Task statement
Write the records below as a two-column CSV with the headers "text" and "answer", one row per record. Put each record's text and its answer in a single quoted field each, replace line breaks with spaces, and leave out the pictures.

Input data

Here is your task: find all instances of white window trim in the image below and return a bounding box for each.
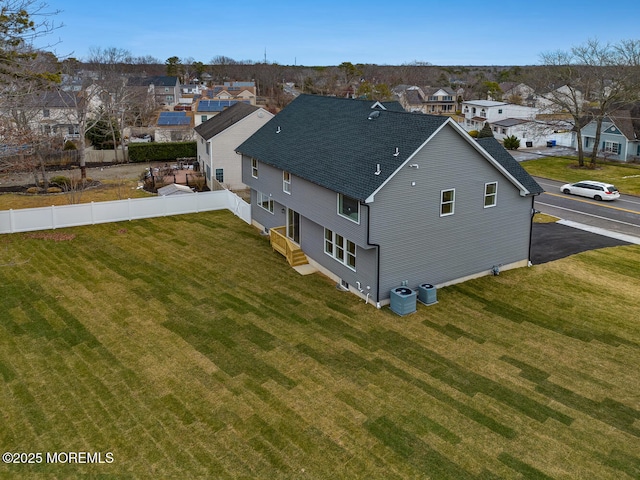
[440,188,456,217]
[324,228,358,272]
[604,140,620,155]
[282,170,291,195]
[256,192,275,215]
[336,193,360,225]
[484,182,498,208]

Correct answer
text,answer
"Here is your task: find all instances of white window trim in the image below and return a bounding box for each.","[440,188,456,217] [324,228,358,272] [604,140,620,155] [282,170,291,195] [256,192,275,215] [336,193,360,225] [484,182,498,208]"